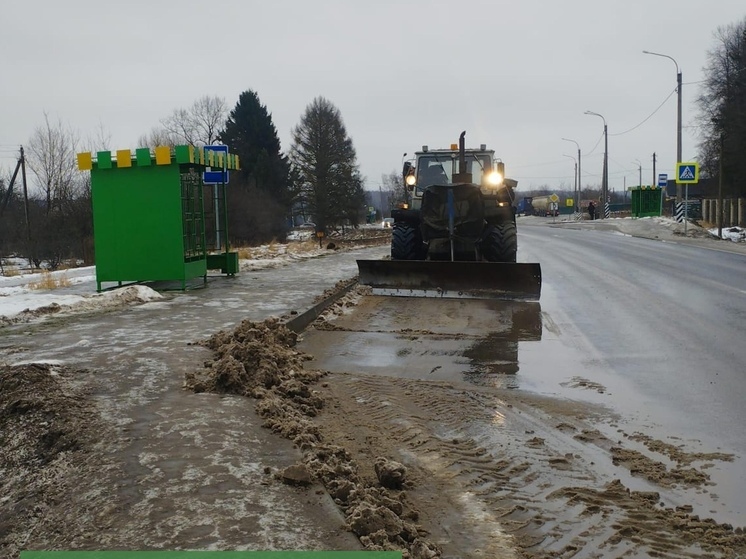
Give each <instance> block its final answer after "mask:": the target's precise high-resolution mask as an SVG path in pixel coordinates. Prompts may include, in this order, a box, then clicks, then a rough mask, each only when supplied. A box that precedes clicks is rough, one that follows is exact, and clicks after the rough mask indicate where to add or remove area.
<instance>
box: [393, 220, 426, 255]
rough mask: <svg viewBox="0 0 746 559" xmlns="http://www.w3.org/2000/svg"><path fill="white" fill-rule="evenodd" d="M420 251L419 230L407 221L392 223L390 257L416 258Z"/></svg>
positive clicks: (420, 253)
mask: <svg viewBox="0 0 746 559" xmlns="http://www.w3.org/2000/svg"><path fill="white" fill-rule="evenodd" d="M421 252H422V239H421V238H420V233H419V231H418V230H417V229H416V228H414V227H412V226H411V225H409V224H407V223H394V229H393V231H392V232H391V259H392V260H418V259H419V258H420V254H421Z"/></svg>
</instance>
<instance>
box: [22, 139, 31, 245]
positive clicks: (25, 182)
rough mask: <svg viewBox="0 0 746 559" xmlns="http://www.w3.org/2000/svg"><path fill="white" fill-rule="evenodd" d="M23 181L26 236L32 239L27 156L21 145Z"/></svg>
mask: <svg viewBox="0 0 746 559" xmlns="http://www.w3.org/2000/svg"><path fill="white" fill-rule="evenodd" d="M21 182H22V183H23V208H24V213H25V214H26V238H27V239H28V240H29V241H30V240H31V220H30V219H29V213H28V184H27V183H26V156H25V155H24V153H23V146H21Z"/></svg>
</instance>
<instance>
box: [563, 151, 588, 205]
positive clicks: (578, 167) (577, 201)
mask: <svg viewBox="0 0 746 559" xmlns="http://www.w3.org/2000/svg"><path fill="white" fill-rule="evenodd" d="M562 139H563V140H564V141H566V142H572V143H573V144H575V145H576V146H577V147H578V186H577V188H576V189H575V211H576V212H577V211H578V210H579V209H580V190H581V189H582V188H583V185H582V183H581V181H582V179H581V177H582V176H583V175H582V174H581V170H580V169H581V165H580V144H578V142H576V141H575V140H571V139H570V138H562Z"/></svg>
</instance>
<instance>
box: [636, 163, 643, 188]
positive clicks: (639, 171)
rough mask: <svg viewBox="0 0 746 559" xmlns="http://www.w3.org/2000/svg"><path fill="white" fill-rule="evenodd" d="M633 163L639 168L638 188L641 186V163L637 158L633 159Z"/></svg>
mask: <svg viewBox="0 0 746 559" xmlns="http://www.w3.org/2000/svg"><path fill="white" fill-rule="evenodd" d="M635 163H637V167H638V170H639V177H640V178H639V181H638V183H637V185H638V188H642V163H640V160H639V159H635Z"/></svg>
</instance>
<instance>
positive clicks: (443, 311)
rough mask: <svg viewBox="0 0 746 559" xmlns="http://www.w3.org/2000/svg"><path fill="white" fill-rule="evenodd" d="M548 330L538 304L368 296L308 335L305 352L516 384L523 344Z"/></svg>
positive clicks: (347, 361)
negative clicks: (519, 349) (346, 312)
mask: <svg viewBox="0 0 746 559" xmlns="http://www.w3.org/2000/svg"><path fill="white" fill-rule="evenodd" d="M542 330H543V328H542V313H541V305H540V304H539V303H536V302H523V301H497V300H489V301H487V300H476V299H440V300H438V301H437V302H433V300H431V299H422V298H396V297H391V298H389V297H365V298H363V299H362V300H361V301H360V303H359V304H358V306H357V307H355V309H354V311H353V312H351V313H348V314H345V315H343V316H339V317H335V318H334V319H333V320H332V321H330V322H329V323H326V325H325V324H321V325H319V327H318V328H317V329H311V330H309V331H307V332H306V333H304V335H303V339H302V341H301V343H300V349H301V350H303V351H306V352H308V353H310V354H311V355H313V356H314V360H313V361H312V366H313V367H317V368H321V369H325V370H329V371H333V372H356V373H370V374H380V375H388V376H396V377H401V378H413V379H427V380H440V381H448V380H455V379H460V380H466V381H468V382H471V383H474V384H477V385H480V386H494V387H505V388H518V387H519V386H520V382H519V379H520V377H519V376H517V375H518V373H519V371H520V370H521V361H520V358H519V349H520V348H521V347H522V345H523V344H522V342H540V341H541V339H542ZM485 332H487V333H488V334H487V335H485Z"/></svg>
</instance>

• • • • • • •

> THE PROBLEM: The entries above should be given again exactly, minus any pictures.

> SOLUTION BELOW:
Give each <instance> block its final answer after "mask:": the target's precise high-resolution mask as an SVG path in pixel coordinates. Prompts may include, in this order, a box, then clicks, then a rough mask, each only when supplied. A box that precedes clicks is rough, one that follows is exact, and clicks after the rough mask indicate where to add or remove area.
<instance>
box: [393, 220, 426, 255]
rough mask: <svg viewBox="0 0 746 559" xmlns="http://www.w3.org/2000/svg"><path fill="white" fill-rule="evenodd" d="M420 251L419 230L407 221L392 223L390 257L416 258Z"/></svg>
positive clicks: (420, 253)
mask: <svg viewBox="0 0 746 559" xmlns="http://www.w3.org/2000/svg"><path fill="white" fill-rule="evenodd" d="M421 252H422V239H421V238H420V233H419V231H418V230H417V229H416V228H414V227H412V226H411V225H409V224H407V223H394V229H393V231H392V232H391V259H392V260H418V259H419V258H420V254H421Z"/></svg>
</instance>
<instance>
box: [22, 139, 31, 245]
positive clicks: (25, 182)
rough mask: <svg viewBox="0 0 746 559" xmlns="http://www.w3.org/2000/svg"><path fill="white" fill-rule="evenodd" d="M23 181L26 236L32 239L27 156L21 145Z"/></svg>
mask: <svg viewBox="0 0 746 559" xmlns="http://www.w3.org/2000/svg"><path fill="white" fill-rule="evenodd" d="M21 182H22V183H23V208H24V213H25V214H26V238H27V239H28V240H29V241H30V240H31V220H30V219H29V213H28V184H27V183H26V156H25V155H24V153H23V146H21Z"/></svg>
</instance>
<instance>
box: [563, 151, 588, 205]
positive clicks: (578, 167) (577, 201)
mask: <svg viewBox="0 0 746 559" xmlns="http://www.w3.org/2000/svg"><path fill="white" fill-rule="evenodd" d="M562 139H563V140H564V141H566V142H572V143H573V144H575V145H576V146H577V147H578V186H577V188H576V189H575V211H576V212H577V211H578V210H579V209H580V190H581V189H582V188H583V185H582V183H581V181H582V179H581V177H582V176H583V175H582V174H581V170H580V169H581V165H580V144H578V142H576V141H575V140H571V139H570V138H562Z"/></svg>
</instance>
<instance>
box: [636, 163, 643, 188]
positive clicks: (639, 171)
rough mask: <svg viewBox="0 0 746 559" xmlns="http://www.w3.org/2000/svg"><path fill="white" fill-rule="evenodd" d="M633 163L639 168L638 188L641 186V163L637 158L633 159Z"/></svg>
mask: <svg viewBox="0 0 746 559" xmlns="http://www.w3.org/2000/svg"><path fill="white" fill-rule="evenodd" d="M635 163H637V167H638V170H639V177H640V178H639V181H638V183H637V185H638V188H642V163H640V160H639V159H635Z"/></svg>
</instance>
<instance>
positive clicks: (443, 311)
rough mask: <svg viewBox="0 0 746 559" xmlns="http://www.w3.org/2000/svg"><path fill="white" fill-rule="evenodd" d="M548 330L538 304L368 296L308 335L305 352L516 384L523 344Z"/></svg>
positive clicks: (347, 361)
negative clicks: (519, 349) (346, 312)
mask: <svg viewBox="0 0 746 559" xmlns="http://www.w3.org/2000/svg"><path fill="white" fill-rule="evenodd" d="M542 330H543V328H542V313H541V305H540V304H539V303H536V302H523V301H497V300H489V301H487V300H476V299H440V300H438V301H437V302H433V300H431V299H422V298H396V297H391V298H389V297H365V298H363V299H362V300H361V301H360V303H359V304H358V306H357V307H355V309H354V311H353V312H351V313H348V314H345V315H343V316H339V317H335V318H334V319H333V320H332V321H330V322H329V323H326V325H325V324H321V325H319V327H318V328H317V329H311V330H309V331H307V332H306V333H304V335H303V339H302V341H301V343H300V349H301V350H303V351H306V352H308V353H310V354H311V355H313V356H314V360H313V361H312V366H313V367H317V368H321V369H325V370H329V371H333V372H356V373H370V374H380V375H388V376H396V377H401V378H413V379H427V380H440V381H448V380H455V379H460V380H466V381H468V382H471V383H474V384H477V385H480V386H494V387H505V388H518V387H519V386H520V382H519V379H520V377H519V376H517V375H518V373H519V371H520V370H521V361H520V358H519V349H520V348H521V347H522V345H523V344H522V342H540V341H541V339H542ZM485 332H487V333H488V334H487V335H485Z"/></svg>
</instance>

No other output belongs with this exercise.